— a problem for the biblical creationist model?

In March 2015 it was reported that “[a]stronomers using the NASA/ESA Hubble Space Telescope have, for the first time, spotted four images of a distant exploding star. The images are arranged in a cross-shaped pattern by the powerful gravity of a foreground galaxy embedded in a massive cluster of galaxies.”1 See galaxy in inset in Fig. 1, which has been enlarged in Fig. 2.

Astronomers were looking at a massive elliptical galaxy (Fig .2) and its associated galaxy cluster MACS J1149+2223 (Fig. 1), which is supposedly at a distance in the universe such that the light from the galaxy should take more than 5 billion years to reach Earth. They then found something that has never been seen before. The huge mass of the elliptical galaxy and the cluster is believed to bend the light from a much more distant galaxy where a supernova was occurring. The image of the supernova then is seen as an Einstein cross made from 4 separate images of the same supernova, heic1505, also named Refsdal. In Fig. 1 arrows indicate the 4 images. Fig. 1. shows a wide view of the cluster and the elliptical galaxy with the alleged identical 4 supernova images around it.
Now, a new claim has been made. Because the path lengths for the 4 different images of the supernova are not equal, due to the lensing effect of the massive cluster, the travel time for the light along each path is different. Since some paths are longer than others it has been predicted that the light signal for one of them is greatly delayed (by about a year) over the others. Therefore astronomers are excited by the prospect of seeing the increasing light curve of the supernova explosion once again just like they have already observed.
Using various models of the cluster acting as a lens, astronomers have made a consistent set of predictions for when the next image will appear. Hubble’s gaze will now periodically be fixed on the skies in anticipation of once again observing Refsdal. The next image of this extraordinary event is expected to peak in the first third of 2016.2

Challenge to a creationist cosmological model?
Now I have been challenged via Twitter (see below) that the biblical creationist ASC model3 has a problem because that model says that all incoming light from the cosmos to Earth travels at infinite speed. This is a reference to the one-way speed of light. Therefore if the supernova is the same one for all 4 images how is it possible that the light can be delayed in one path by any amount, let alone a year, when it travels at infinite speed?

Your tasks -
1. Answer these from the passage about the lensed supernova.
(a) What galaxy cluster is associated with the massive elliptical galaxy?
(b) About how long is the light signal for one of the images predicted to be delayed?
(c) Which model was challenged via Twitter?
2. Copy the passage about the lensed supernova from "Using various models" to "creationist cosmological model?", inclusive.
3. Carry on the passage about the lensed supernova from its final sentence.

Provided records -
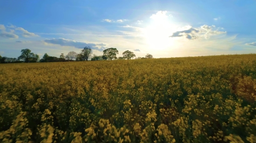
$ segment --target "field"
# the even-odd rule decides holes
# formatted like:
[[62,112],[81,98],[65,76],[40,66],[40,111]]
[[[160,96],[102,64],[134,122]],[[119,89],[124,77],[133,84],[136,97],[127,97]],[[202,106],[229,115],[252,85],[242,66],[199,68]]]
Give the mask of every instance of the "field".
[[1,143],[256,143],[256,54],[0,65]]

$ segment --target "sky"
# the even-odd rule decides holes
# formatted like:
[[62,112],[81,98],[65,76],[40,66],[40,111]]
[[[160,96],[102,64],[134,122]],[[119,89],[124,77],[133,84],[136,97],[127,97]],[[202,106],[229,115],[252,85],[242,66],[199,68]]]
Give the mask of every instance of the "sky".
[[256,0],[0,0],[0,55],[86,46],[155,58],[256,53]]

Expected outputs -
1.
(a) MACS J1149+2223
(b) About a year
(c) The biblical creationist ASC model

2.
Using various models of the cluster acting as a lens, astronomers have made a consistent set of predictions for when the next image will appear. Hubble’s gaze will now periodically be fixed on the skies in anticipation of once again observing Refsdal. The next image of this extraordinary event is expected to peak in the first third of 2016.2

Challenge to a creationist cosmological model?

3.
The answer to this is straightforward and comes from a correct understanding of the actual one-way speed of light concept. It should be noted that the Anisotropic Synchrony Convention (ASC) is as valid a choice of a timing convention as is the Einstein Synchrony Convention (ESC), which assumes isotropic speed of light, c. Therefore it is only a coordinate transformation and the physics under either the ESC (which is standard in cosmology today) or the ASC is unchanged.
The ASC assumes a particular anisotropy in the one-way speed of light in vacuum. The inbound speed toward the observer is infinite, but light speed incident at an arbitrary angle, θ, to the observer is given by:
c = c0/(1-cosθ), (1)
where c0 is the canonical speed of light (c0 = 299,792 km/s) as determined from a two-way speed of light measurement. Thus θ = 0 degrees means incident on the observer and θ = 180 degrees means moving away from the observer. At 90 degrees or transverse to the observer the speed of light is the canonical speed c0, the same as the two-way isotropic speed of light.
Looking at the trigonometry in the lower image of Fig. 3, with the 4 light paths shown, it is clear to see that the radial components of the paths from the source to the observer are all identical. This is further illustrated by two light paths “A” and “B” in Fig. 4. What is different is their transverse components, which represent the deviations of these paths from a “direct line of sight” geometrical distance. The deviations are produced by the gravitational lens effect of the elliptical galaxy, bending the light around it. These deviations add increased path lengths and longer travel times. The reason the travel times are longer is because the one-way speed of light (as defined by the choice of the ASC convention) is the canonical speed c0 for those components of the distance in those paths. Therefore if the paths were all “straight in” without deviation all 4 light beams would arrive at the same time, instantly, but there would be no gravitationally lensed Einstein cross either. What the ASC model expects in this case is that the relative travel times, at speed c0, along paths transverse (at 90 degrees) to the observer are what makes the differences in the arrival times of the 4 supernova light signals.
This result is the same as under the ESC assumption, as expected. Consider in the case of the ESC the 4 “straight in” without deviation components of the light beams would all arrive at the same time travelling at the same speed c0 and exactly the same distance. Again it is only the relative travel times, at speed c0, along paths transverse (at 90 degrees) to the observer that make any differences in the arrival times of the 4 supernova light signals.
This may be better understood from Fig. 4. The explosion is the supernova source and the eyes are the observer. All observations are in the rest frame of the observer. For both ESC and ASC the travel time along any path, A or B in this case, is the total distance divided by the speed of light along that path. The travel time along path A is tA = a/c, and along path B the travel time is tB = (b1+b2)/c. Under ESC c = c0 regardless of direction (isotropic), but under ASC c is determined from equation (1) above (anisotropic).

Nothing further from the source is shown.